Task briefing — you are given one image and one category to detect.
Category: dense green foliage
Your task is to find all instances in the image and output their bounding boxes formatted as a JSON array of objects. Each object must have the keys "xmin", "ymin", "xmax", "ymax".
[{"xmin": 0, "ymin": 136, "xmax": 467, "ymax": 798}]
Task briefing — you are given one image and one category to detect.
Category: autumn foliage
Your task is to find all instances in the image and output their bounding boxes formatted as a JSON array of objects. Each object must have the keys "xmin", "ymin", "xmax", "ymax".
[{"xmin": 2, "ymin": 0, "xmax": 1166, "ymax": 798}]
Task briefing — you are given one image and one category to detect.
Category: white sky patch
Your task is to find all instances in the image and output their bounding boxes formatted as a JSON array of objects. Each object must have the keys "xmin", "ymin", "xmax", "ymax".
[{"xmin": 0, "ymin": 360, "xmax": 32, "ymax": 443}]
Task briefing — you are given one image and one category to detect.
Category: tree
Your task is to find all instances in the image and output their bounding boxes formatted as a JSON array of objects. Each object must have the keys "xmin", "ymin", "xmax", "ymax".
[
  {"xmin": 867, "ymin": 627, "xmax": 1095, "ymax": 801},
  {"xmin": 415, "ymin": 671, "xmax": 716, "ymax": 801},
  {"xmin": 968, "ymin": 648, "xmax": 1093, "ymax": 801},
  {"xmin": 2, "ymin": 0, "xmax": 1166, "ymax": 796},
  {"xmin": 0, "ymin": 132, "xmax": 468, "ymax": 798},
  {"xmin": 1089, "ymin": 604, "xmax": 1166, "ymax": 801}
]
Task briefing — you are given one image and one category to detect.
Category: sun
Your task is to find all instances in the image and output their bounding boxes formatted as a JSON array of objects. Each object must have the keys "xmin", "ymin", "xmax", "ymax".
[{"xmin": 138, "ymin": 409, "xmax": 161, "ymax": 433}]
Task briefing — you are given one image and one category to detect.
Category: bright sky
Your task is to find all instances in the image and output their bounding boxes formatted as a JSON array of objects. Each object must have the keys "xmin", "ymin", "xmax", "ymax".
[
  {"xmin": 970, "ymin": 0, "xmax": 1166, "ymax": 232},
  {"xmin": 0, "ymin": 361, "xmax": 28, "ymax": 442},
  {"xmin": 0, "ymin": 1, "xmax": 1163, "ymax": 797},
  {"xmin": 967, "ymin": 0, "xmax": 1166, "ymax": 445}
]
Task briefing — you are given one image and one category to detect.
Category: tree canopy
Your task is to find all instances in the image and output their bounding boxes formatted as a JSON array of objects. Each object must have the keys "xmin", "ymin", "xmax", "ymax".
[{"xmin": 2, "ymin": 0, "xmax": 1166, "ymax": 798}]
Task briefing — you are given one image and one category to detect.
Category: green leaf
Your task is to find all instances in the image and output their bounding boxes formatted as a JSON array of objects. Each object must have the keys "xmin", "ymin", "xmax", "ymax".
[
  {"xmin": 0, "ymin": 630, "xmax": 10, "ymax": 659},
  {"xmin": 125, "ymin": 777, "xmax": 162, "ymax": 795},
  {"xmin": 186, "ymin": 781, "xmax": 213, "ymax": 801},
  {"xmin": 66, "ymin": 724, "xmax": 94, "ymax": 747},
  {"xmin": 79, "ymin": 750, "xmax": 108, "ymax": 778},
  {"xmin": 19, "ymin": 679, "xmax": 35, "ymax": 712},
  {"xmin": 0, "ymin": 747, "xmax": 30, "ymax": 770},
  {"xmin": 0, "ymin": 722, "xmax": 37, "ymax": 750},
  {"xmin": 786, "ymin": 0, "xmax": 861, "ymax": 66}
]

==================================================

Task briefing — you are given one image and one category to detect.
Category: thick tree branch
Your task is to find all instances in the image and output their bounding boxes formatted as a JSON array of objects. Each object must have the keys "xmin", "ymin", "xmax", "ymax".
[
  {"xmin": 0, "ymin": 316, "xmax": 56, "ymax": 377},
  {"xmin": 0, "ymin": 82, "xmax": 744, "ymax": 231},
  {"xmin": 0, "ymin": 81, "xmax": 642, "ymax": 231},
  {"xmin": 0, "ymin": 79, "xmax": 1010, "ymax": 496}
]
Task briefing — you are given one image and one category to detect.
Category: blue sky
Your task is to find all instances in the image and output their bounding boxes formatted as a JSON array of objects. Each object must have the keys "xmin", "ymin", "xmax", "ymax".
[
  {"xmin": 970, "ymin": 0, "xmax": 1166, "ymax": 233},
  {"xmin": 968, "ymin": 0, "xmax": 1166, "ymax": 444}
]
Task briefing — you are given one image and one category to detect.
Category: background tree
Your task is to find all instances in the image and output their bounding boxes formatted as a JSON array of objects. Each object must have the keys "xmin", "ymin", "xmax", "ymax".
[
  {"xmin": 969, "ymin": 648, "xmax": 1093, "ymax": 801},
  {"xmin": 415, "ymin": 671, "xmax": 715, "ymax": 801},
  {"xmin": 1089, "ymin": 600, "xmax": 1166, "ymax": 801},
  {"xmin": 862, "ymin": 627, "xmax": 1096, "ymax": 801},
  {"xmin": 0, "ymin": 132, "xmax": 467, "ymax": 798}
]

==================================================

> WHAT IS BEING ASKED
"foliage" is the word to look for; copy every line of the data that has it.

> ANSWER FOR THE TASK
Category: dense green foliage
Category: autumn foliage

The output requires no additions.